Rejected by hostels for being blind, Rahul Deshmukh has opened digital libraries, computer classes and even a hostel that have benefited thousands of intellectually-challenged and visually-impaired students.

Once Forced to Sleep on Streets, Visually-Impaired Son of Farmer Has Educated 2,500+ Blind Students

Dusting away the leaves on the platform bench, Rahul Deshmukh placed his bag carefully on one side. It was quite cold that night, but the young student hoped that the police wouldn’t drive him away. All he needed was a good night’s rest. The hard bench, the dropping temperatures and a tight college schedule the following day could be managed if only he could sleep on the Pune railway station peacefully.

Every night that he spent on the station or the road would send Rahul spiralling down the same regret—if only he reached Pune a day earlier and confirmed his admission in the college hostel—he wouldn’t have to sleep on the railway station. The delay in coming from his hometown near Shirdi to Pune was due to a personal conflict.

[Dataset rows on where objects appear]
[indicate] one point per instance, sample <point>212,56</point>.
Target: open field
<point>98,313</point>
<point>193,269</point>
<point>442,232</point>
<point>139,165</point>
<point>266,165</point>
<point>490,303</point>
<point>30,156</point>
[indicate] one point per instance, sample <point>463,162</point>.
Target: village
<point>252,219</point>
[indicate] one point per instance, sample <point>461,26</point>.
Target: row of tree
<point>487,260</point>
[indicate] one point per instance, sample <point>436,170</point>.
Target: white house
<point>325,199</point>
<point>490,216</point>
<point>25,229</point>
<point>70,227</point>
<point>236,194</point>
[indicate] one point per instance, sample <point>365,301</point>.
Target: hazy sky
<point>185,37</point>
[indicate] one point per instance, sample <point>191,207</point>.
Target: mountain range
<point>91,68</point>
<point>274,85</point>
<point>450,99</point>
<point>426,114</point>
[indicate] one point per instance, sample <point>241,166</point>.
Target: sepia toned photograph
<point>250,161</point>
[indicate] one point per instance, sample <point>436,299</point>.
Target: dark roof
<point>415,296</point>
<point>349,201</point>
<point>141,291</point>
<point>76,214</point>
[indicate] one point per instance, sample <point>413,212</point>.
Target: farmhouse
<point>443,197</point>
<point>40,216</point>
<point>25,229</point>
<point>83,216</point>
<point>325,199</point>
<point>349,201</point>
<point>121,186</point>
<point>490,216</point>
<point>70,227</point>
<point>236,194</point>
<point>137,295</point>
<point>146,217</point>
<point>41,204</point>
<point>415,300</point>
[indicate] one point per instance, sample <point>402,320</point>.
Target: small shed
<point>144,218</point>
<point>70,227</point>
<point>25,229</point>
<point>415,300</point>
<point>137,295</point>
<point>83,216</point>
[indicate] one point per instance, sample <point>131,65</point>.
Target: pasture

Task statement: Transcribe the portion of the Rahul Deshmukh article from "Dusting away the" up to and including "railway station peacefully.".

The completed task:
Dusting away the leaves on the platform bench, Rahul Deshmukh placed his bag carefully on one side. It was quite cold that night, but the young student hoped that the police wouldn’t drive him away. All he needed was a good night’s rest. The hard bench, the dropping temperatures and a tight college schedule the following day could be managed if only he could sleep on the Pune railway station peacefully.